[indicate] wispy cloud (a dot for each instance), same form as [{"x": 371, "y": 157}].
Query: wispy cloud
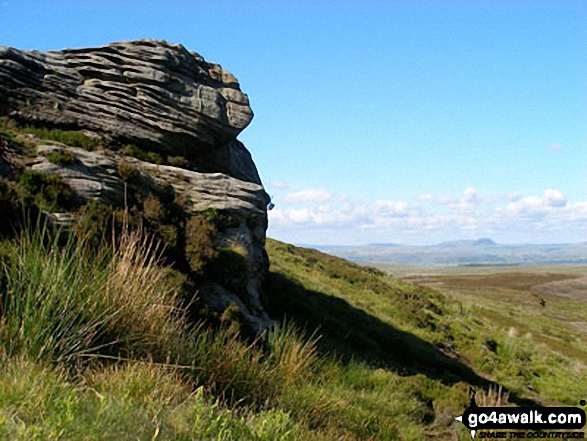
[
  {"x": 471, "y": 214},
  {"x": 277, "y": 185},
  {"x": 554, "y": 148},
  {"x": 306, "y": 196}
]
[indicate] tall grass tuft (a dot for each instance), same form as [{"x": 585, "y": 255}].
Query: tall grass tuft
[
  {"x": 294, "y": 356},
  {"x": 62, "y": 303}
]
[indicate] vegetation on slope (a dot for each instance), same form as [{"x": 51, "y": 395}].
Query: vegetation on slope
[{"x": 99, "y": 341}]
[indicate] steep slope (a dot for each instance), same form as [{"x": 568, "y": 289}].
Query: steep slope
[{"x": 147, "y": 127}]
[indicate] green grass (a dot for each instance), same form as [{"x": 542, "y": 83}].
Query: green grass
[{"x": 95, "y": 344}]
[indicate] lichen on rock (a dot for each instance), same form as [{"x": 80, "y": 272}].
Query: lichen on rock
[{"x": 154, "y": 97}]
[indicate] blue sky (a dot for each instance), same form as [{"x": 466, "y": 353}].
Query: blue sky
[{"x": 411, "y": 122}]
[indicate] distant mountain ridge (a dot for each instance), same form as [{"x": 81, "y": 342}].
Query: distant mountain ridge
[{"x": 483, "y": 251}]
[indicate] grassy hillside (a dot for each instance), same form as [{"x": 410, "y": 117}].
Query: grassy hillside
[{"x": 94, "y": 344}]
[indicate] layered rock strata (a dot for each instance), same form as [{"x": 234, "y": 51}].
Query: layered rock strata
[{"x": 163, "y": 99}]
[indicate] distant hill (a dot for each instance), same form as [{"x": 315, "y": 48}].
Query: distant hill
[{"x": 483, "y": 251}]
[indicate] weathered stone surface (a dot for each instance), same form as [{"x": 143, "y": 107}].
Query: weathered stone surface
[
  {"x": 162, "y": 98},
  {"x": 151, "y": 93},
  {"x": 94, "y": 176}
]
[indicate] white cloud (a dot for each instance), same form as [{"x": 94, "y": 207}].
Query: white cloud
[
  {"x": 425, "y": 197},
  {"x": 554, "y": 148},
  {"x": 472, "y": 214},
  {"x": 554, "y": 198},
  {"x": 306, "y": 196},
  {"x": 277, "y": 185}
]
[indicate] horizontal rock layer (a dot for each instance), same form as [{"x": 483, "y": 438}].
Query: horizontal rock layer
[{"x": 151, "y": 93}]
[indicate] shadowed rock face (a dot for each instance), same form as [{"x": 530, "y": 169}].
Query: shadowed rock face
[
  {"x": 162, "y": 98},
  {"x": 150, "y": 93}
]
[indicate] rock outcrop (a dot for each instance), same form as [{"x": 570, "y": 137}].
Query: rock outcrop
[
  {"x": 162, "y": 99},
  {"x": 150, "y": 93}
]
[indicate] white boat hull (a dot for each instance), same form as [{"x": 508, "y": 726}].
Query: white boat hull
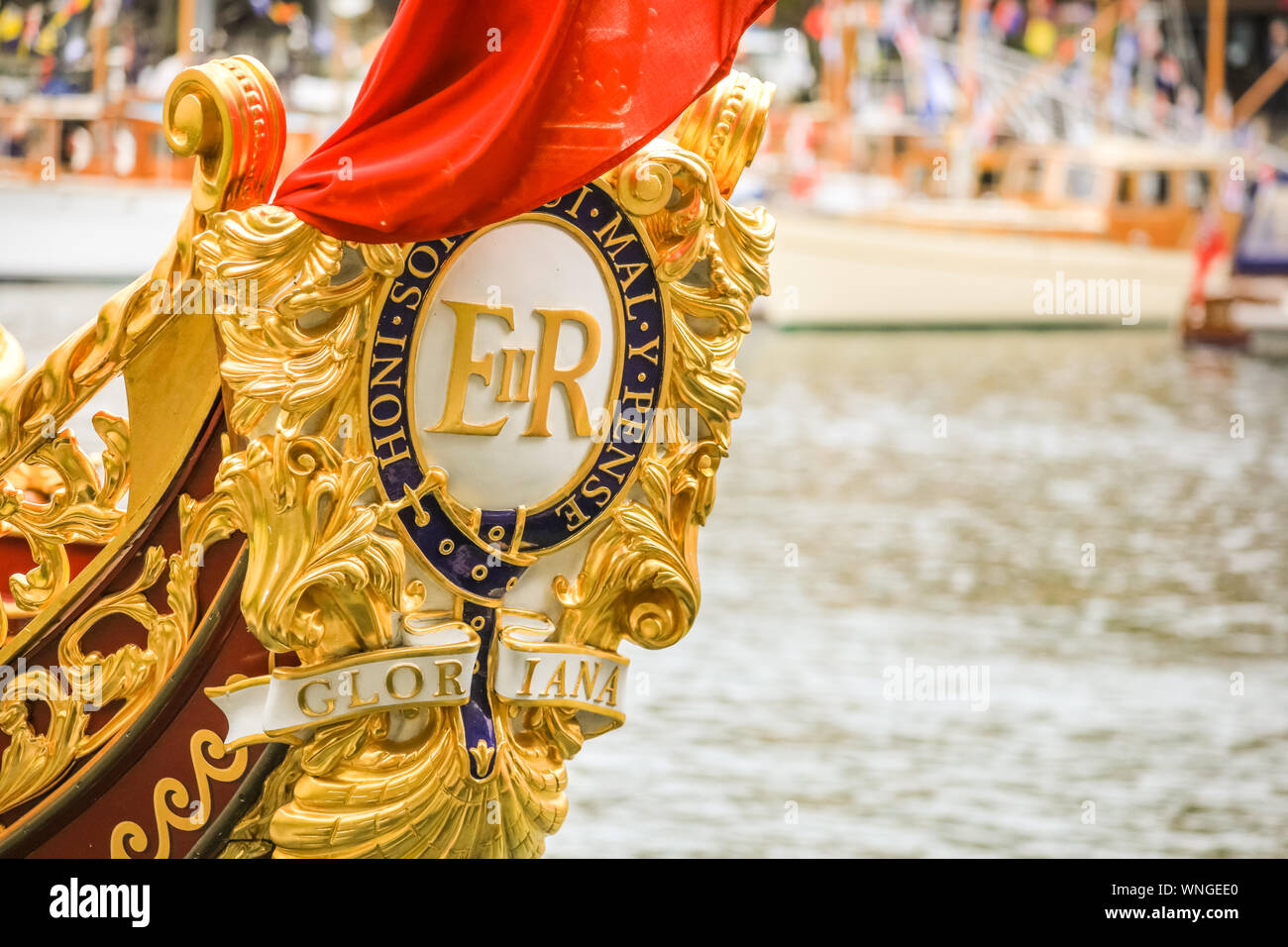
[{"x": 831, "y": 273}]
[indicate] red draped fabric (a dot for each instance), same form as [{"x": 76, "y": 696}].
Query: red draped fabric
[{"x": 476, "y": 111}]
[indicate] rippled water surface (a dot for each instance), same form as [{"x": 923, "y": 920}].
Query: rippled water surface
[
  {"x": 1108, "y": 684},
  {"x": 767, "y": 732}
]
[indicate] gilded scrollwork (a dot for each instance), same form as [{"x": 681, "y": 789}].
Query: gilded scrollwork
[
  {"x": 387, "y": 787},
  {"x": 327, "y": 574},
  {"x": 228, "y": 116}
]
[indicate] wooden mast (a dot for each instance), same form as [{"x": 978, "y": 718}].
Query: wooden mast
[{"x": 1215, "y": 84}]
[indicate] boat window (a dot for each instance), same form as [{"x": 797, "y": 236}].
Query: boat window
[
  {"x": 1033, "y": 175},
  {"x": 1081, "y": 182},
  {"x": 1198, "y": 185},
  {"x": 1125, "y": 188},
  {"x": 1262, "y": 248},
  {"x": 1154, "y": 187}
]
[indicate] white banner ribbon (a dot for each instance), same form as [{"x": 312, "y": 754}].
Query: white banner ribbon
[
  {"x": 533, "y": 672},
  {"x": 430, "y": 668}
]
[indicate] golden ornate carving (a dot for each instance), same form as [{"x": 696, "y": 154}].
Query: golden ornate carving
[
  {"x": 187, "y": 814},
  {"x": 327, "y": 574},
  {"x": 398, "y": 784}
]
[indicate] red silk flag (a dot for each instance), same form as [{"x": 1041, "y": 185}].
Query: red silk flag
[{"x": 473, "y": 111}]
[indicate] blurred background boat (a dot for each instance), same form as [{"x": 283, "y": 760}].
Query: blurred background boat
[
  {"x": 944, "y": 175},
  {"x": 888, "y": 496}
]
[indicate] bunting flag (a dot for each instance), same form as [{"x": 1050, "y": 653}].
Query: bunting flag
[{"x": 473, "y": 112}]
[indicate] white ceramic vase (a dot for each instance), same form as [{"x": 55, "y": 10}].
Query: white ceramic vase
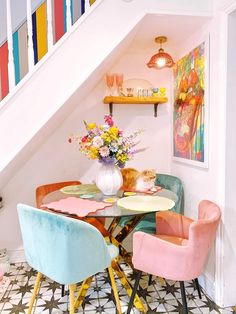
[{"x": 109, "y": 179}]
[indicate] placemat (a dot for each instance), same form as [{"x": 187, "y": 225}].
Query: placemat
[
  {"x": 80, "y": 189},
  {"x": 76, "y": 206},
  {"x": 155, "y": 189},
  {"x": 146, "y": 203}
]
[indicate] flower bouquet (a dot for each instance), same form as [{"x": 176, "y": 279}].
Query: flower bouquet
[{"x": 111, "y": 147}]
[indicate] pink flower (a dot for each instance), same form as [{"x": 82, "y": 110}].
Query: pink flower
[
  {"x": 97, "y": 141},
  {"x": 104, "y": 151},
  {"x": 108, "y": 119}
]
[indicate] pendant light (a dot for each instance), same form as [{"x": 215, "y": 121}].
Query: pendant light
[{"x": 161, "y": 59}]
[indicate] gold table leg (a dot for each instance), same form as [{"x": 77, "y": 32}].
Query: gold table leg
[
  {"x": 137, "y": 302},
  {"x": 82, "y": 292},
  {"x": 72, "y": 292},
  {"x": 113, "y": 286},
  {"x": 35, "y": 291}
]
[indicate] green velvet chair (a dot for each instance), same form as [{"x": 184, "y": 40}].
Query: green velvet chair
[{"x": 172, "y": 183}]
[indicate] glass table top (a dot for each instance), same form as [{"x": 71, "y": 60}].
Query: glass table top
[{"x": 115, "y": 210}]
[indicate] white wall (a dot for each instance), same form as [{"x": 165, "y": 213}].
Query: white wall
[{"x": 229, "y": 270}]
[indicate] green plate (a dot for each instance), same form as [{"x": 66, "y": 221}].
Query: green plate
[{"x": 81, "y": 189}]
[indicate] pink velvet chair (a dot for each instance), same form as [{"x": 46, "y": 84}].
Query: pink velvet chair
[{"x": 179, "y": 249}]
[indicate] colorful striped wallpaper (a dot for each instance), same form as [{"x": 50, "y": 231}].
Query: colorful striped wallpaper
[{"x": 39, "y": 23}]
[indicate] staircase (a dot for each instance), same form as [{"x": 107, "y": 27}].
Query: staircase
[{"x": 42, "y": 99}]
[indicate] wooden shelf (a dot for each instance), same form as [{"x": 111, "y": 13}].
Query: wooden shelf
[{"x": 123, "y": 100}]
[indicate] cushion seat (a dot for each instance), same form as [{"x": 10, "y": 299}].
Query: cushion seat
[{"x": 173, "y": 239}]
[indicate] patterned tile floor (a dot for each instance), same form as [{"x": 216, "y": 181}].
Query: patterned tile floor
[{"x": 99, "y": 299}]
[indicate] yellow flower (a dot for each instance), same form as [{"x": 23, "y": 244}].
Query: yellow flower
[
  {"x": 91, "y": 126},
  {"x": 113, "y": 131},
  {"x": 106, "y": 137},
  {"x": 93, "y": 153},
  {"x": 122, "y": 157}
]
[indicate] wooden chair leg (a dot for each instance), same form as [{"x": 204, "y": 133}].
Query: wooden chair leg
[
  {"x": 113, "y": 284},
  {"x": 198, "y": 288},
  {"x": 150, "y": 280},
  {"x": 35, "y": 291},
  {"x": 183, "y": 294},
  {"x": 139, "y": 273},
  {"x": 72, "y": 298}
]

● Given task
Please quote exactly the lines from the one containing "[indicate] pink velvet" through the last line of the records above, both included, and nothing else.

● Response for this exercise
[indicate] pink velvet chair (a dot for each instance), same form as [{"x": 46, "y": 84}].
Query: pink velvet chair
[{"x": 179, "y": 249}]
[indicate] colorful striped wallpaper (a dot for each instance), same form as [{"x": 50, "y": 231}].
Query: colorful striped wallpaper
[{"x": 39, "y": 23}]
[indicate] staircase (a dot for each instance), same form as [{"x": 107, "y": 27}].
Query: staircase
[{"x": 42, "y": 99}]
[indicate] wooden shelf (a dot for each instance), same form as [{"x": 111, "y": 13}].
Query: wooden shelf
[{"x": 123, "y": 100}]
[indicate] cushion seat (a dot for each instance), same form as [{"x": 10, "y": 299}].
Query: cushion seat
[{"x": 173, "y": 239}]
[indicate] patterned tile floor (a dot for each instance), same form as [{"x": 216, "y": 181}].
Query: patterned tile floor
[{"x": 99, "y": 299}]
[indicate] yellow flower (a dot for each instance), same form as [{"x": 23, "y": 244}].
Query: yellow flower
[
  {"x": 91, "y": 126},
  {"x": 113, "y": 131},
  {"x": 106, "y": 137},
  {"x": 93, "y": 153},
  {"x": 122, "y": 157}
]
[indicate] wooden chair leg (a dot for each instance), same form as [{"x": 204, "y": 133}].
Query: wooden chair leg
[
  {"x": 113, "y": 284},
  {"x": 198, "y": 288},
  {"x": 150, "y": 280},
  {"x": 35, "y": 291},
  {"x": 183, "y": 294},
  {"x": 139, "y": 273},
  {"x": 72, "y": 298}
]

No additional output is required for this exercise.